> GIVEN REQUEST
Can you show every line of the records below that contains the string "query"? Case counts.

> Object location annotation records
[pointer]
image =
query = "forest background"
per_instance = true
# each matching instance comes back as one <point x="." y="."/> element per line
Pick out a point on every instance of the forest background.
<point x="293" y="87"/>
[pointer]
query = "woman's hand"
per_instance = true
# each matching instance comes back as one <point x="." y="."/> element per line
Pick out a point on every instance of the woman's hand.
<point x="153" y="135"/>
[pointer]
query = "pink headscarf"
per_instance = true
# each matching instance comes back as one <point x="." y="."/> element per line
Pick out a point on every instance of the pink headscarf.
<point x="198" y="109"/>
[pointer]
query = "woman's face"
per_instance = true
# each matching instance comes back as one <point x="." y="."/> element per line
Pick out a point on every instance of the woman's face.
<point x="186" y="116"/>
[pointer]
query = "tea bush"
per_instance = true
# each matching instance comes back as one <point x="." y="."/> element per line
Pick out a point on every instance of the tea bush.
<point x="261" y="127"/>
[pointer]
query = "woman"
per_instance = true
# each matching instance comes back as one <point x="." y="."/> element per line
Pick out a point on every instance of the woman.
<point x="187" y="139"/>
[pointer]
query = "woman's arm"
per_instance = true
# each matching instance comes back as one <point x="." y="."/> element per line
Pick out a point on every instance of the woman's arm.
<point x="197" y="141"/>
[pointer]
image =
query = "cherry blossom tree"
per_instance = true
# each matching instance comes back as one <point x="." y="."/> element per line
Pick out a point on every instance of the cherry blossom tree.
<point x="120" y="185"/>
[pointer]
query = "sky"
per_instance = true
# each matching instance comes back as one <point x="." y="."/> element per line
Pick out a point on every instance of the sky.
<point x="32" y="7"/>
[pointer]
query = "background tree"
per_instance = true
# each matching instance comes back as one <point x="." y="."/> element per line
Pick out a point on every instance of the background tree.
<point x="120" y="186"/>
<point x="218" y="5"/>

> ANSWER
query = "forest background"
query = "woman's hand"
query = "pink headscarf"
query = "woman's face"
query = "tea bush"
query = "woman"
query = "woman's arm"
query = "cherry blossom tree"
query = "sky"
query = "background tree"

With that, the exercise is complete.